• **TASK ITEM**
Could you copy each line of the entries that contains "below"?

*** Opening DATASET RECORDS ***

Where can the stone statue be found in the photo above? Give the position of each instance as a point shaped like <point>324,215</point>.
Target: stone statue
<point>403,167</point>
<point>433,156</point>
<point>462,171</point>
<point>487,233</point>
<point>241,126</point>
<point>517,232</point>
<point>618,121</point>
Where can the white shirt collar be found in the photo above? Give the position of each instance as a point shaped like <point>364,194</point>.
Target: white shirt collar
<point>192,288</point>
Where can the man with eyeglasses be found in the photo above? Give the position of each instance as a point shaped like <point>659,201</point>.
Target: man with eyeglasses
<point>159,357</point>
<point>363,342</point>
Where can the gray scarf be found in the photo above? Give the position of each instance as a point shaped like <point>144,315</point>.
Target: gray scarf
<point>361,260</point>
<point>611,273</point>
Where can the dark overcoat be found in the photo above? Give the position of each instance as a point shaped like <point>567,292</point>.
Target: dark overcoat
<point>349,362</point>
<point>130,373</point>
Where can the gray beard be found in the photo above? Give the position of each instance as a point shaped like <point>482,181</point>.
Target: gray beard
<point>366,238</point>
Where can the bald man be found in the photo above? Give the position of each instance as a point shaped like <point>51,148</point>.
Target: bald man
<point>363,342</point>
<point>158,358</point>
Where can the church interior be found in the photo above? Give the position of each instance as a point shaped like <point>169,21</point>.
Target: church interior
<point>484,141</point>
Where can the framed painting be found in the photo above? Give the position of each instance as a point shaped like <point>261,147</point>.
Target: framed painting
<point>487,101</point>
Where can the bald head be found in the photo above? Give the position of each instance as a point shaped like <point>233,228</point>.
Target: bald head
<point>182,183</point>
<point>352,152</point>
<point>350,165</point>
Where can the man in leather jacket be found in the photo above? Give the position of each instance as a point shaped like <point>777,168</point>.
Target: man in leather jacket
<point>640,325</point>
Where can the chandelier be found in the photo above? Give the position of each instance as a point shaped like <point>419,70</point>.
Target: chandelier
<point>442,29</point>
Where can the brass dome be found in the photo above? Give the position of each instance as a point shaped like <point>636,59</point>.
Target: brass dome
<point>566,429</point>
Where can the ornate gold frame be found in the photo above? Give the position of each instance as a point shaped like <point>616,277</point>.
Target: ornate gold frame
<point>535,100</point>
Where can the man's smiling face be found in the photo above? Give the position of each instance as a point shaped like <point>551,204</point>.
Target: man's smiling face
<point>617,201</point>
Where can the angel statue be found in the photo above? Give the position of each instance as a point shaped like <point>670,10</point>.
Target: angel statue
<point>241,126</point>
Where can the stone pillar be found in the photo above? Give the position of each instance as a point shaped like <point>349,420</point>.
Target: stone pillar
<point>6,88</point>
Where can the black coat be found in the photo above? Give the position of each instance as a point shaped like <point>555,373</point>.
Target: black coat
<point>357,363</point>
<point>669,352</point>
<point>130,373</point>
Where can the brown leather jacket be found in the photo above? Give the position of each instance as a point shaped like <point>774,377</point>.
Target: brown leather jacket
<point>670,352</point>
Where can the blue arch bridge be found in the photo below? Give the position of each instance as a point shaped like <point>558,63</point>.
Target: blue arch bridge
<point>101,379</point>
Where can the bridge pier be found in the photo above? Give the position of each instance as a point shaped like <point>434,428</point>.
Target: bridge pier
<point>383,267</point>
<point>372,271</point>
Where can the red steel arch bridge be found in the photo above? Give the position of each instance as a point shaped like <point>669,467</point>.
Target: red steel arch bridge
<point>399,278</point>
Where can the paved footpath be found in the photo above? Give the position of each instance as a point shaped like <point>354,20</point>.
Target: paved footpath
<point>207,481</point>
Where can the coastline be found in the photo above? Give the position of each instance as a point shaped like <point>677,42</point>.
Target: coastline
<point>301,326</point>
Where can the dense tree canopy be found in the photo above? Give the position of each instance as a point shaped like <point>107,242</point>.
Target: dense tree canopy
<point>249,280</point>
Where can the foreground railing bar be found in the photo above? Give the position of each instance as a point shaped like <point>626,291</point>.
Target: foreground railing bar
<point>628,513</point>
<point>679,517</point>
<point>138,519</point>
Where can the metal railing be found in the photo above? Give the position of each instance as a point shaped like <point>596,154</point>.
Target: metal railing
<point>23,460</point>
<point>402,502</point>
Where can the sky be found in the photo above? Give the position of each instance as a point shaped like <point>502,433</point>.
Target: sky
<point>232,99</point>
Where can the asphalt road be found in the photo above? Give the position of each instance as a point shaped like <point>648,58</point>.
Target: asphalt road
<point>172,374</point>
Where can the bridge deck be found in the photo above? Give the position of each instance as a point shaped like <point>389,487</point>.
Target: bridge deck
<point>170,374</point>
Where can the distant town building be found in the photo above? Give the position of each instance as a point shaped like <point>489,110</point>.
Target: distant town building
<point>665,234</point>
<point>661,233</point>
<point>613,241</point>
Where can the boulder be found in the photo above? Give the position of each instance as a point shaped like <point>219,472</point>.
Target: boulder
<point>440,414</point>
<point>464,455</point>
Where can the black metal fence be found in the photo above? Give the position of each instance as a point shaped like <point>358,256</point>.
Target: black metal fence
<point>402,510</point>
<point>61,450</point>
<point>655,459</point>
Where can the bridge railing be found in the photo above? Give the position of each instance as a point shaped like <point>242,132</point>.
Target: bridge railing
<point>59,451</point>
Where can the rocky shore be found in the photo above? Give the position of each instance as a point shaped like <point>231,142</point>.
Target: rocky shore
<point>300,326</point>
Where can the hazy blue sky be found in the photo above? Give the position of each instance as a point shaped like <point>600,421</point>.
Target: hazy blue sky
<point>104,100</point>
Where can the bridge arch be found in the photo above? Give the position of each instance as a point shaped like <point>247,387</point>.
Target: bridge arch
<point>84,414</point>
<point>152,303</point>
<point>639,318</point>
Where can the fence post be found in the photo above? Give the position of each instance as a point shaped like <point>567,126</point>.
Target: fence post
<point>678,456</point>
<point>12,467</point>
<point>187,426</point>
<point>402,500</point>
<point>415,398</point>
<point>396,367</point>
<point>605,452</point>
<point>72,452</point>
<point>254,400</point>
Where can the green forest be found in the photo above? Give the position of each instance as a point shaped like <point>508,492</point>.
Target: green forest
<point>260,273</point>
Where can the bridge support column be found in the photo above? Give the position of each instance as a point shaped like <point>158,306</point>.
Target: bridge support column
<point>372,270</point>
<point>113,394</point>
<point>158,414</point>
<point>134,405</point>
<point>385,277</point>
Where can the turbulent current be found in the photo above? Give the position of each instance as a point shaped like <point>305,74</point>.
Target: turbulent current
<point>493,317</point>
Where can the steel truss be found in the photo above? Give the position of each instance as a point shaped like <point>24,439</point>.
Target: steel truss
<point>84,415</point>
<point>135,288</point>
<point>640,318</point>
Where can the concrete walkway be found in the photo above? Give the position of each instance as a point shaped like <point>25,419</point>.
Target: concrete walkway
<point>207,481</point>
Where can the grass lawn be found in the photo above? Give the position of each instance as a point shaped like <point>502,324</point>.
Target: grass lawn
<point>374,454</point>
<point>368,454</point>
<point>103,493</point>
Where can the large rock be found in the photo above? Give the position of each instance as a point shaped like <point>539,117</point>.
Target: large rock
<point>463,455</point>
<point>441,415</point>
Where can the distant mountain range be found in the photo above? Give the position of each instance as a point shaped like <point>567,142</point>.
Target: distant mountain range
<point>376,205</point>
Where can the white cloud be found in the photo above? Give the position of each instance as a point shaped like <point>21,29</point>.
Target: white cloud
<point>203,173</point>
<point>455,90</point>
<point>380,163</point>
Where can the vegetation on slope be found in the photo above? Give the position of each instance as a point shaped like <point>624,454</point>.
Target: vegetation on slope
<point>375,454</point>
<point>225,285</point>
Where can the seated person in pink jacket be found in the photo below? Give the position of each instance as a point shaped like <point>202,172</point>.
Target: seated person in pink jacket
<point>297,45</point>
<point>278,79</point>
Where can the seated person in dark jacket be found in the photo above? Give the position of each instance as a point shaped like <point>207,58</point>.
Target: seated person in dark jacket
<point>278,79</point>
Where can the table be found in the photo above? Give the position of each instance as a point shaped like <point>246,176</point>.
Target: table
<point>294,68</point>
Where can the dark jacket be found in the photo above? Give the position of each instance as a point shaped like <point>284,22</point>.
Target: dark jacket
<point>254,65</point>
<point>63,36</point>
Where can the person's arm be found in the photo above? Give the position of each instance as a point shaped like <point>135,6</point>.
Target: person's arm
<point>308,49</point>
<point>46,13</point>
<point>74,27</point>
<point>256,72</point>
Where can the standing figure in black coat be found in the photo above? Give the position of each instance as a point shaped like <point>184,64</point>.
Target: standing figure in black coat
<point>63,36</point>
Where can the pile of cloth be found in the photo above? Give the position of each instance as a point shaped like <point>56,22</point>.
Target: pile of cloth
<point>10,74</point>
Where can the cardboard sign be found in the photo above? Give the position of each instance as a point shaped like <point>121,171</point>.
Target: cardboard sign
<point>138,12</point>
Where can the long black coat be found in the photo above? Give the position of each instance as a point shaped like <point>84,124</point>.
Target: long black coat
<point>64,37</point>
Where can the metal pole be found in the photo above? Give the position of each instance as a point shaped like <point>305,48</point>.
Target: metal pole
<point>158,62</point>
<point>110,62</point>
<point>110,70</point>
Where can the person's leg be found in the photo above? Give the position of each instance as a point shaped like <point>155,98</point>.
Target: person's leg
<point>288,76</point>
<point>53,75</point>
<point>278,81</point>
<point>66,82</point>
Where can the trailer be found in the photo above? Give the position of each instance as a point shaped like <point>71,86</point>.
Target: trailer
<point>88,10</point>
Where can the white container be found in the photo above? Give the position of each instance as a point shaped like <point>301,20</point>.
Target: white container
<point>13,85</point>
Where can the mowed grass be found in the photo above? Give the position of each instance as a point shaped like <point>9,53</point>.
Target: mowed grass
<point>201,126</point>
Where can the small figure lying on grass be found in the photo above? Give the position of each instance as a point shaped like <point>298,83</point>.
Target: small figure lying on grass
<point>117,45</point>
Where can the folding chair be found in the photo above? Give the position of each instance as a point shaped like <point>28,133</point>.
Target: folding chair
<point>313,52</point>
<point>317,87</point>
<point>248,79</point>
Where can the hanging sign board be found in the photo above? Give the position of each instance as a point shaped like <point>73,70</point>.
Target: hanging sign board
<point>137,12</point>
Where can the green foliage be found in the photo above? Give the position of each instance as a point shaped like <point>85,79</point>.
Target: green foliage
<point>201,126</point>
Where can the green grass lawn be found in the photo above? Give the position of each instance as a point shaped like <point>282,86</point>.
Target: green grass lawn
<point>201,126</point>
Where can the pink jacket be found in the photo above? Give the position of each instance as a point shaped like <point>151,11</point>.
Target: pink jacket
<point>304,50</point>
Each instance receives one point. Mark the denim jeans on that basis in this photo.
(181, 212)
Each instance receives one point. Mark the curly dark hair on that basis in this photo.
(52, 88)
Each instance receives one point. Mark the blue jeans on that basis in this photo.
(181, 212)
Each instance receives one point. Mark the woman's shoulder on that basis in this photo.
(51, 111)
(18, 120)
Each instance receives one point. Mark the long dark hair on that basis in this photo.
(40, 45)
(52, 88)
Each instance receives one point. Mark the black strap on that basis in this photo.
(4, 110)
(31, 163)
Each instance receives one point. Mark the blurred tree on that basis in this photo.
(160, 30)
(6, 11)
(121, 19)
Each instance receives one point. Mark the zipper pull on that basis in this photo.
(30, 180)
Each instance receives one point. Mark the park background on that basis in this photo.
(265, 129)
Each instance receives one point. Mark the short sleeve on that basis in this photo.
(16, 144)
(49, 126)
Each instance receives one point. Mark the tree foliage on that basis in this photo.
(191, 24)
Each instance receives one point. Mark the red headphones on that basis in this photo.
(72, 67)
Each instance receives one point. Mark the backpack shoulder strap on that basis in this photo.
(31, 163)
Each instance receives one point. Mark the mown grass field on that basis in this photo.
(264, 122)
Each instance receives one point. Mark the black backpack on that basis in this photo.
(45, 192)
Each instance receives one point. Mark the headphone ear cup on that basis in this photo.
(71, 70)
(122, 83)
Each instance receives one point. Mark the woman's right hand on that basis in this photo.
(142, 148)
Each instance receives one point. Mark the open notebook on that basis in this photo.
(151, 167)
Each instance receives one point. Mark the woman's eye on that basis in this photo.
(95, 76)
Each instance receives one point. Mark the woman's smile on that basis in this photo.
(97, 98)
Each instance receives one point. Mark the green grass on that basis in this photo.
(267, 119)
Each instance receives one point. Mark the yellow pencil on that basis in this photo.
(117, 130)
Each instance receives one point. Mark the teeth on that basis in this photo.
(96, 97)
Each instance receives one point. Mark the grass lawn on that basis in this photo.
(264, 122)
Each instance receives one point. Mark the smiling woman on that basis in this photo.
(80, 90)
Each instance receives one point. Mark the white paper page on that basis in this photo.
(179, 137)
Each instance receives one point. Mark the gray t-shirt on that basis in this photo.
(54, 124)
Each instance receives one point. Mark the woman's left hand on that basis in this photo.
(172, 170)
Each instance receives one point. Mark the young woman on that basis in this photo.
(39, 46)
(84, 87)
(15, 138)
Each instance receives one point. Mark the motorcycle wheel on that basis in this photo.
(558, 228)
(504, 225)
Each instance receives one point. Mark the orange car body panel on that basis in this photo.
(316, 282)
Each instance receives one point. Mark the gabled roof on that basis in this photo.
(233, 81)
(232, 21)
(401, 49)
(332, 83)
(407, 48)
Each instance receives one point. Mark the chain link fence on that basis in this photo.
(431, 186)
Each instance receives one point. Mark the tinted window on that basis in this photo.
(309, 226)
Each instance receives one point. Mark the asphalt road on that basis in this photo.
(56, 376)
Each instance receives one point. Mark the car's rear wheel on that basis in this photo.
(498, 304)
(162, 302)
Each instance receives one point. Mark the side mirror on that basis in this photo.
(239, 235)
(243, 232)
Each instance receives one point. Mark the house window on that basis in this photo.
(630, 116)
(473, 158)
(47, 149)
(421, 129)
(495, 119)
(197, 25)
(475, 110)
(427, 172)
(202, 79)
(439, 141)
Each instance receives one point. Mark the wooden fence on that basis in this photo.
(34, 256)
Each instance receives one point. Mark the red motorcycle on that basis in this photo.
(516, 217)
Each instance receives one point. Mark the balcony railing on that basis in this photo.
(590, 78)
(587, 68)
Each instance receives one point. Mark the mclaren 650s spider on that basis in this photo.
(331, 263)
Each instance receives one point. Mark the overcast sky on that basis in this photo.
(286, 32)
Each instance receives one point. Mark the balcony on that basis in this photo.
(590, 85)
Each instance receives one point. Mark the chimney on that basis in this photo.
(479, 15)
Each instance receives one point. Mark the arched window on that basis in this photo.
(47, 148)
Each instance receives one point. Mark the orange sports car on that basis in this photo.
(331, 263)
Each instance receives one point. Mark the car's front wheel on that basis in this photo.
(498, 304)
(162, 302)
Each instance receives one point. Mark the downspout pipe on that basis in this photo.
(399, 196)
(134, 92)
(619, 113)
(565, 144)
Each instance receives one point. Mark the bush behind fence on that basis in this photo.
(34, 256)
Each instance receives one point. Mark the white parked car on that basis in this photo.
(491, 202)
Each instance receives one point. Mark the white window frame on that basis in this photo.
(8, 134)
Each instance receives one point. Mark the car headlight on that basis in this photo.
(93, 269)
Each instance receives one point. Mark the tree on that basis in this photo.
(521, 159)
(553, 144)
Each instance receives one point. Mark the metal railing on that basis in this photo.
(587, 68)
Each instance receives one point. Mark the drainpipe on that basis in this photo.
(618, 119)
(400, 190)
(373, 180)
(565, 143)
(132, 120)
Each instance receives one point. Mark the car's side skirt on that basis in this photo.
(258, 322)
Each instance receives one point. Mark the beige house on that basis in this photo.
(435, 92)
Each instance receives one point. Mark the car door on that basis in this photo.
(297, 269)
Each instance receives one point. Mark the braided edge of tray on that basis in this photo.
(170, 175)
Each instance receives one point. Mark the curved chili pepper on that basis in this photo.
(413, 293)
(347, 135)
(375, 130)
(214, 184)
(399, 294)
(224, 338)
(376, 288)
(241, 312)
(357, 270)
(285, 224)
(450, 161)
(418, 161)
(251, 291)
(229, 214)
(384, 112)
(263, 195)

*** Closing DATASET RECORDS ***

• **FINISHED TASK**
Where can the blue arch bridge be found in the photo below? Give the position of each instance as a point shaped like <point>558,63</point>.
Where can the seated person in pink jacket be found in the photo below? Give the position of each instance as a point shaped like <point>202,172</point>.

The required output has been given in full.